- YOUR TASKS
1 - Answer these questions about the deer season thread:
(a) In which units does ND_RC want the early and late split season removed?
(b) How long a season does Draker16 want in 2B?
(c) What season length does ND decoy suggest for does?
2 - Update the deer season thread between "I'd have to" and "much have it nailed right now.", inclusive, and write out that passage with "landowner tolerance" replaced by "farmer tolerance".
3 - In the deer season thread, list the username of every poster whose post is dated in 2005.

Start of SUPPLIED TEXT

# Should the deer season be changed?



## KEN W (Feb 22, 2002)

Should it start the last friday of Oct.?

Should it start a week later and run through the month of Nov.?

Should it be 1 week?

Should it be 3 weeks?


----------



## KEN W (Feb 22, 2002)

I would like to see the season start when it does now,but go through Thanksgiving.


----------



## woodpecker (Mar 2, 2005)

xxxxxxxxxxxxxxxxxxxx


----------



## Dan Bueide (Jul 1, 2002)

I'd have to say no too. G&F probably gets more comments about the deer season and proposed tweaks to same than any other single subject. Tweaks that come up a lot and make sense in the overall management plan have been implemented. In addition to hunter opportunity, there are considerations of landowner tolerance and conflicts with other seasons. For the most part and all things considered, I think they pretty much have it nailed right now.


----------



## SnakeyJake1 (Mar 22, 2005)

I think as far as timing, they have it nailed right now. It still leaves the deer time after the main Rifle season to breed with less hunting pressure. In times like now, when they want to reduce the herd in certain areas, how about implementing a deal where if you are denied a buck tag, you get two doe tags, if you fill them both and prove it to G&F you could get a buck tag.
It would result in a few less bucks, but really help reducing the doe population. Obviously this would be stopped as soon as the overall population drops.

Just a thought!!!


----------



## buckseye (Dec 8, 2003)

I think it is fine this way too.


----------



## ndsu hunter (Dec 5, 2005)

I like the season the way it is now. If I were to change anything it would be to extend the season until Thanksgiving.


----------



## ND_RC (Jan 6, 2005)

Get rid of the early and late split season in 2B and 3C.


----------



## Draker16 (Nov 23, 2004)

I think its good the way it is except for the split seasons. I hunt in 2B and would like the full 16.5 day season.


----------



## ND decoy (Feb 1, 2003)

I would like to see our deer season be closer to a month long. deer hunting is my favorite season and I would like even more to do it. Then give the us a full month with muzzel loaders.

Maybe keep the season like it is now for bucks and make the season a month long for does.

Also get ride of the split season for 2B and 3C. I don't hunt those units but do have friends that do and they hate it. I would think that it really sucks not to get a full season.


----------



## Shooter (Sep 21, 2004)

I say keep the season just the way it is, it makes people get out and work for the deer. I also like the split season in 2B. Where I hunt, there are so many tags issued that it would create problems if it was one long season. There would be too many hunters out on the first weekend, and there would be even more leaches sitting on the road when we're walking something. The problem is that a lot of people think they need to get out the first weekend or all the bucks are going to be shot but then they only get 6 1/2 days to hunt so they're mad if they don't get a nice buck. I've always hunted the late season and haven't had too much trouble finding bucks. This way you get 2 weekends if you aren't able to hunt during the week. Most of the people that want it changed are the ones that come from grand forks or fargo and drive around, barely getting out of the pickup and then shoot the first skank they see.

End of SUPPLIED TEXT
Start of GIVEN RECORDS

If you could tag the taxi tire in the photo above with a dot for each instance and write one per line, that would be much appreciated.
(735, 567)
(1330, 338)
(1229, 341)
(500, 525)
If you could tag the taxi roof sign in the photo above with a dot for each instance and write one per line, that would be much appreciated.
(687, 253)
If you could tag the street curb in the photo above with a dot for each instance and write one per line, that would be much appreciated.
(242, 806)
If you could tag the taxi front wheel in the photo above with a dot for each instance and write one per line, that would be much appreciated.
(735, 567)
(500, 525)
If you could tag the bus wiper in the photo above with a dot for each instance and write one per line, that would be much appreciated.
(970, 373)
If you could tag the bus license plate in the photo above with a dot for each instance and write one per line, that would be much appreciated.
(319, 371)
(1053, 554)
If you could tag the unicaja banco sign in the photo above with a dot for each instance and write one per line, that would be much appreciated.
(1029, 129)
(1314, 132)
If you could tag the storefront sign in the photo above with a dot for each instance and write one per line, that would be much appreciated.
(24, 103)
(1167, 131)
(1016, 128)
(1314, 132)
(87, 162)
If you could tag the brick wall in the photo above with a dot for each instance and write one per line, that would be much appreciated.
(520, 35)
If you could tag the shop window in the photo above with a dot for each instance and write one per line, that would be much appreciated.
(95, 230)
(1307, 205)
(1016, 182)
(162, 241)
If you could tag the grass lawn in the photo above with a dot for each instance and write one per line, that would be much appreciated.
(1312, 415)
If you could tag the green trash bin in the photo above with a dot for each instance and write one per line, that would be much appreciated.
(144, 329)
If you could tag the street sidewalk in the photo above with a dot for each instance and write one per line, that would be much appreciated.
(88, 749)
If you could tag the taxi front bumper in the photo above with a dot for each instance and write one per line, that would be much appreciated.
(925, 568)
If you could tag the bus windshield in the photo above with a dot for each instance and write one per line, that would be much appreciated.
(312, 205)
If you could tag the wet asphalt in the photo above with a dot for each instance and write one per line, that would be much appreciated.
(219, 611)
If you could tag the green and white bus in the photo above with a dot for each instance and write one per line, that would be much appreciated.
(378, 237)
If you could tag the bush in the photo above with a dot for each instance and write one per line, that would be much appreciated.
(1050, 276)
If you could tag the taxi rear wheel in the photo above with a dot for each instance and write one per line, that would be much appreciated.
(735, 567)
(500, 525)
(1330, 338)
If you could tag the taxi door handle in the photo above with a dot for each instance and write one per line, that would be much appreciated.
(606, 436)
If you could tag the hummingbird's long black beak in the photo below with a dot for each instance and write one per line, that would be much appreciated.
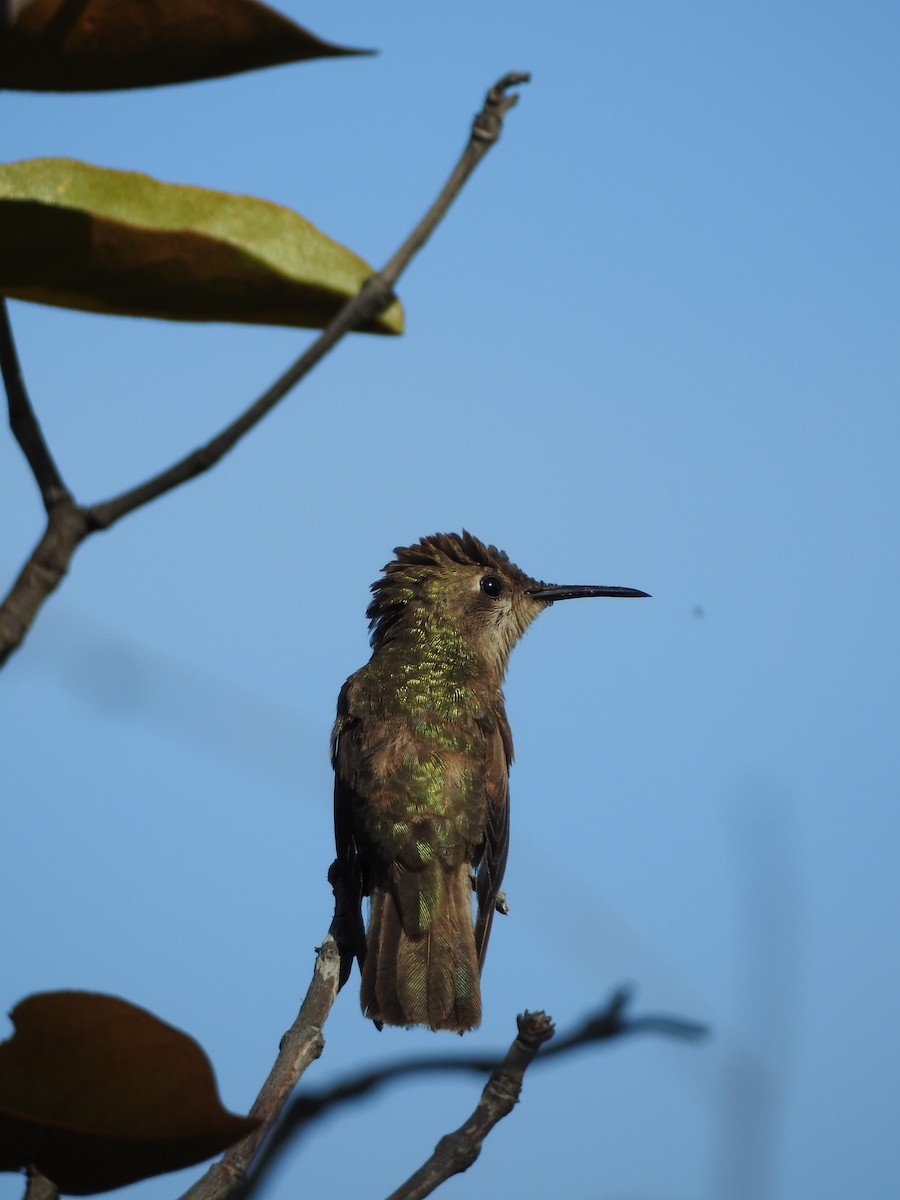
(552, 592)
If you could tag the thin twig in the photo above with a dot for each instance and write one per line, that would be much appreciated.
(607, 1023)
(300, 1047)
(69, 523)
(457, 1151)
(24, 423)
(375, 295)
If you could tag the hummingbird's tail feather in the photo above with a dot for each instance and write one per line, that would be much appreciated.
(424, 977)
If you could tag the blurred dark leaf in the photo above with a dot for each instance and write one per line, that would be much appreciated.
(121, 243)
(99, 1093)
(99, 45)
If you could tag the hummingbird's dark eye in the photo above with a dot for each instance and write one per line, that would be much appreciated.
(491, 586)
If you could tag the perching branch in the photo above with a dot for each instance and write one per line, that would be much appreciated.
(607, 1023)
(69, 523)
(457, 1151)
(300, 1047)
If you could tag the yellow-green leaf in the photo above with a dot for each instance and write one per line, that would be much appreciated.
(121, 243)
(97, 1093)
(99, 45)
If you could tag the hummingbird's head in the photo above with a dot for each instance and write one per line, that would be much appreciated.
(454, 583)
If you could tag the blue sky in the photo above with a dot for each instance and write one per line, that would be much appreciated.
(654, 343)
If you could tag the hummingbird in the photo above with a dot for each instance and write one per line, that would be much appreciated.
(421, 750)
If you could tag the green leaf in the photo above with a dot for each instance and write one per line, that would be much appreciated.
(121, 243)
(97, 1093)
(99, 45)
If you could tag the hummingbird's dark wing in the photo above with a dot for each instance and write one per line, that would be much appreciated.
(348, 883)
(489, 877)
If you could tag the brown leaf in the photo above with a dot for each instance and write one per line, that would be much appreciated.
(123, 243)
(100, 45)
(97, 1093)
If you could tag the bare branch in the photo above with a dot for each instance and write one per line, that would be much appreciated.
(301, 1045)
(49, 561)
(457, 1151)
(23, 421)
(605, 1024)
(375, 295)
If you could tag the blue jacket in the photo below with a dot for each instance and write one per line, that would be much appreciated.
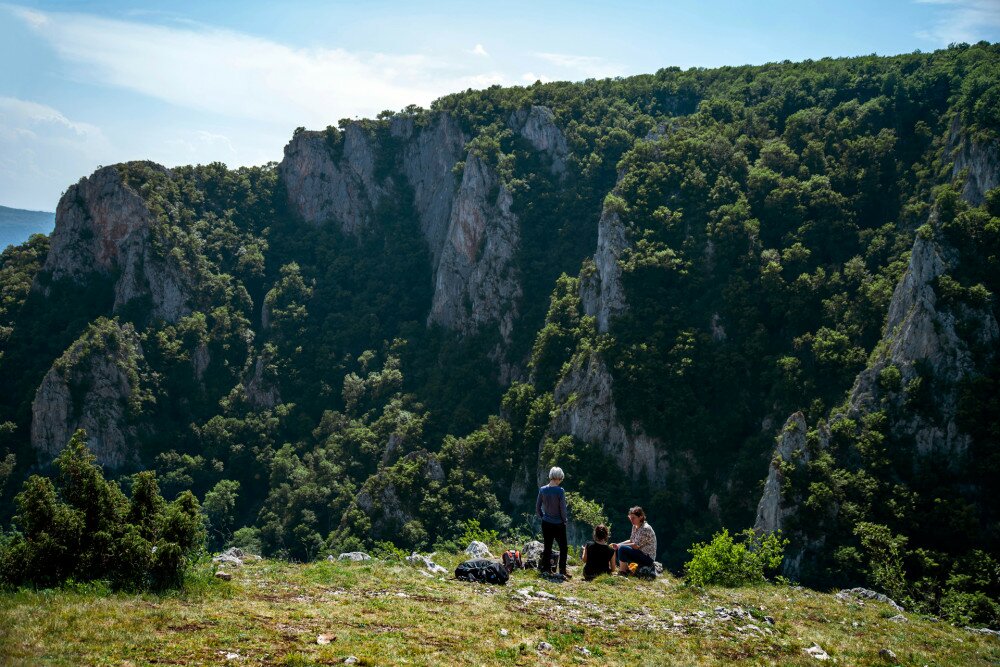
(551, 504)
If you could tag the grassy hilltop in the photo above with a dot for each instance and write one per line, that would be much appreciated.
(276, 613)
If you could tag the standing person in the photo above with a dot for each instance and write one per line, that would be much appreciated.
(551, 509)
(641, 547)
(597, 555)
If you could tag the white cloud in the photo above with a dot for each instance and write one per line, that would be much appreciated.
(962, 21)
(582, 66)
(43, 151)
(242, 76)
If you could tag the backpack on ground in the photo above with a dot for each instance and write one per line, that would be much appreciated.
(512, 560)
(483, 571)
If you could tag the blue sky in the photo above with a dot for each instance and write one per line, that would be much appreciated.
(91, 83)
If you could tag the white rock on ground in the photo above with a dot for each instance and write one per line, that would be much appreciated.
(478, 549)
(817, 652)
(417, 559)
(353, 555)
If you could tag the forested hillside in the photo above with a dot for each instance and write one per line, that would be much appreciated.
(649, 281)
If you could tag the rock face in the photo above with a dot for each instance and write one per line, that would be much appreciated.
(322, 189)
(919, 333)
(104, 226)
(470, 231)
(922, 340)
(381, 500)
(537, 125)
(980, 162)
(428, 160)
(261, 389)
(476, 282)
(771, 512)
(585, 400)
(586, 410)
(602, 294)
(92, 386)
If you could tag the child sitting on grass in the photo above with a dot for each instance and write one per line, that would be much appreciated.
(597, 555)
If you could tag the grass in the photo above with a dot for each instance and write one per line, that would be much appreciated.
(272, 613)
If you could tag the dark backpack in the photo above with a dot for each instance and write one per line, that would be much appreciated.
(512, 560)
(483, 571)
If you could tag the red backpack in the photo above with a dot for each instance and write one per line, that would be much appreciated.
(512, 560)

End of GIVEN RECORDS
Start of GIVEN RECORDS

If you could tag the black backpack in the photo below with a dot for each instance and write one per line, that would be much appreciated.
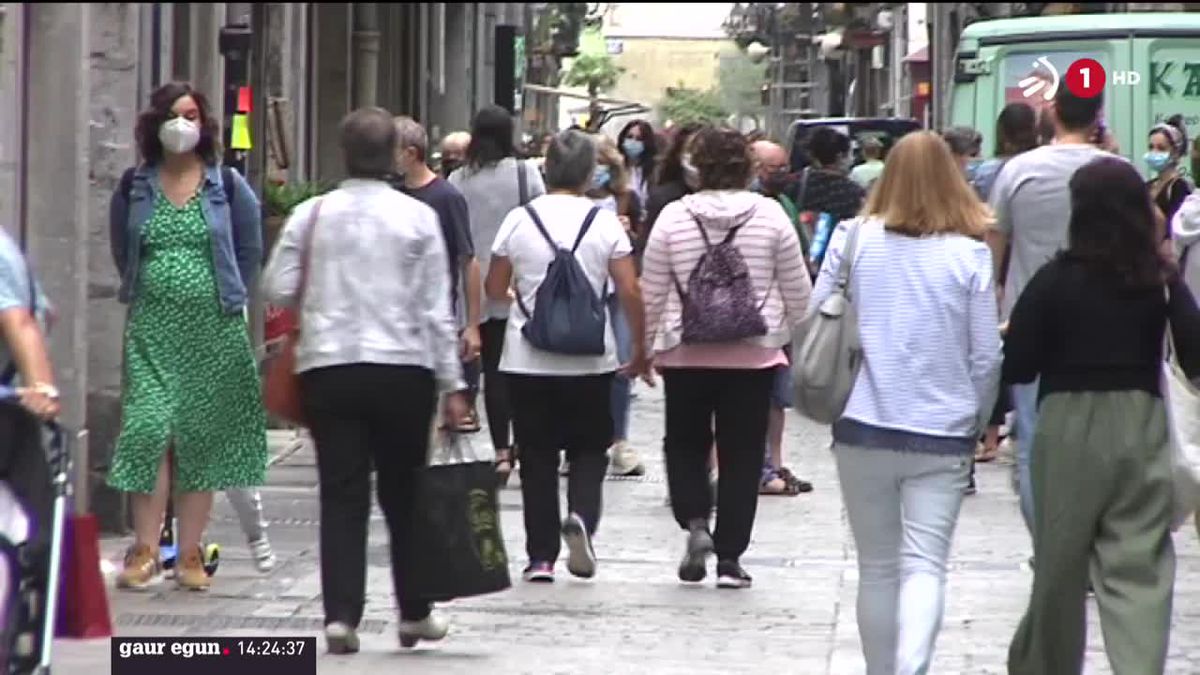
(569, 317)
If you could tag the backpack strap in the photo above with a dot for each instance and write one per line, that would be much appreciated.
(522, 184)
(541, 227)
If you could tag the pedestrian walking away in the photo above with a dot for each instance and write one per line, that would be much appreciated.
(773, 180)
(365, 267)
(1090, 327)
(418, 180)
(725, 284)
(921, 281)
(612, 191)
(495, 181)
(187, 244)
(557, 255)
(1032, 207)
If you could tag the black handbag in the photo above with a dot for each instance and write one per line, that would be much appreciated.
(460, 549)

End of GIVEN RECORDS
Start of GIVEN RECORDS

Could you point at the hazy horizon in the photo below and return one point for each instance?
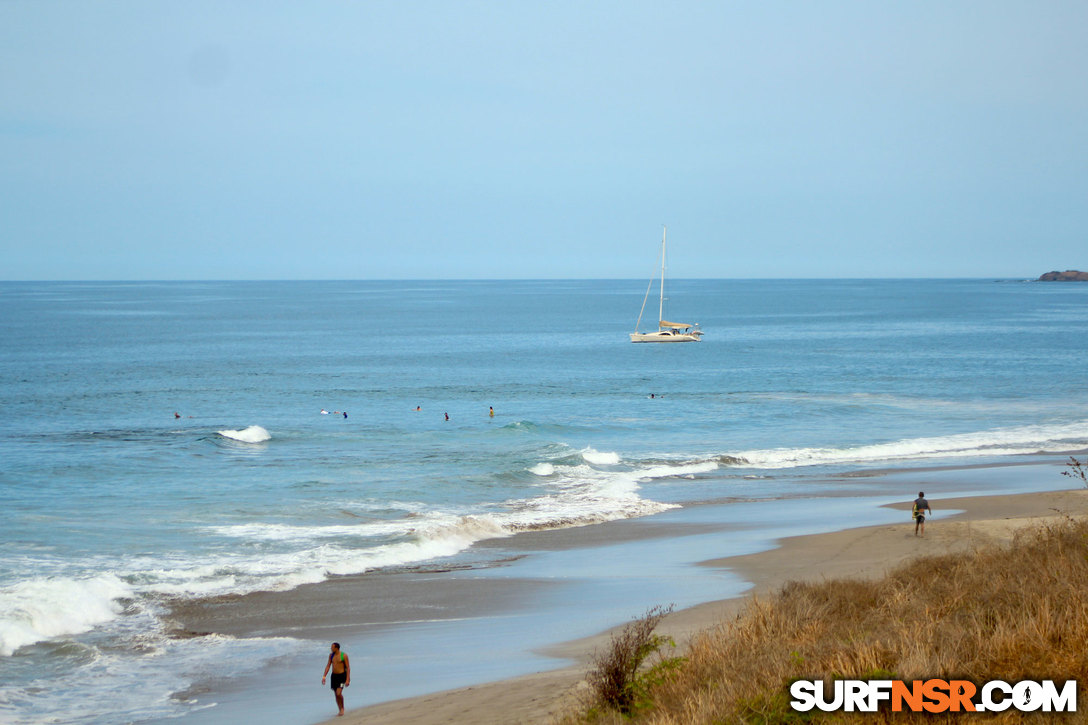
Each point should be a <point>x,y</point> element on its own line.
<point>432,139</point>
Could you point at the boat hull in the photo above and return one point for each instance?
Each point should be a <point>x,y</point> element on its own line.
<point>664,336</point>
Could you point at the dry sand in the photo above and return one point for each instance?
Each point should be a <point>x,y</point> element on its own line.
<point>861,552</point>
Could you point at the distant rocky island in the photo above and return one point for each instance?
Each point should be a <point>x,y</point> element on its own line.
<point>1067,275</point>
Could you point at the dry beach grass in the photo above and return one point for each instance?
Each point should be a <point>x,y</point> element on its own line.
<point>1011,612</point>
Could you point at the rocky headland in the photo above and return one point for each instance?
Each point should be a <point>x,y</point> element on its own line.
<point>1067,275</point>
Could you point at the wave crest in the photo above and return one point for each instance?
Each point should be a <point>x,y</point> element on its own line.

End of GIVEN RECORDS

- RESPONSES FOR EACH TASK
1 -
(a) 2B and 3C
(b) The full 16.5 day season
(c) A month long

2 -
I'd have to say no too. G&F probably gets more comments about the deer season and proposed tweaks to same than any other single subject. Tweaks that come up a lot and make sense in the overall management plan have been implemented. In addition to hunter opportunity, there are considerations of farmer tolerance and conflicts with other seasons. For the most part and all things considered, I think they pretty much have it nailed right now.

3 - woodpecker, SnakeyJake1, ndsu hunter, ND_RC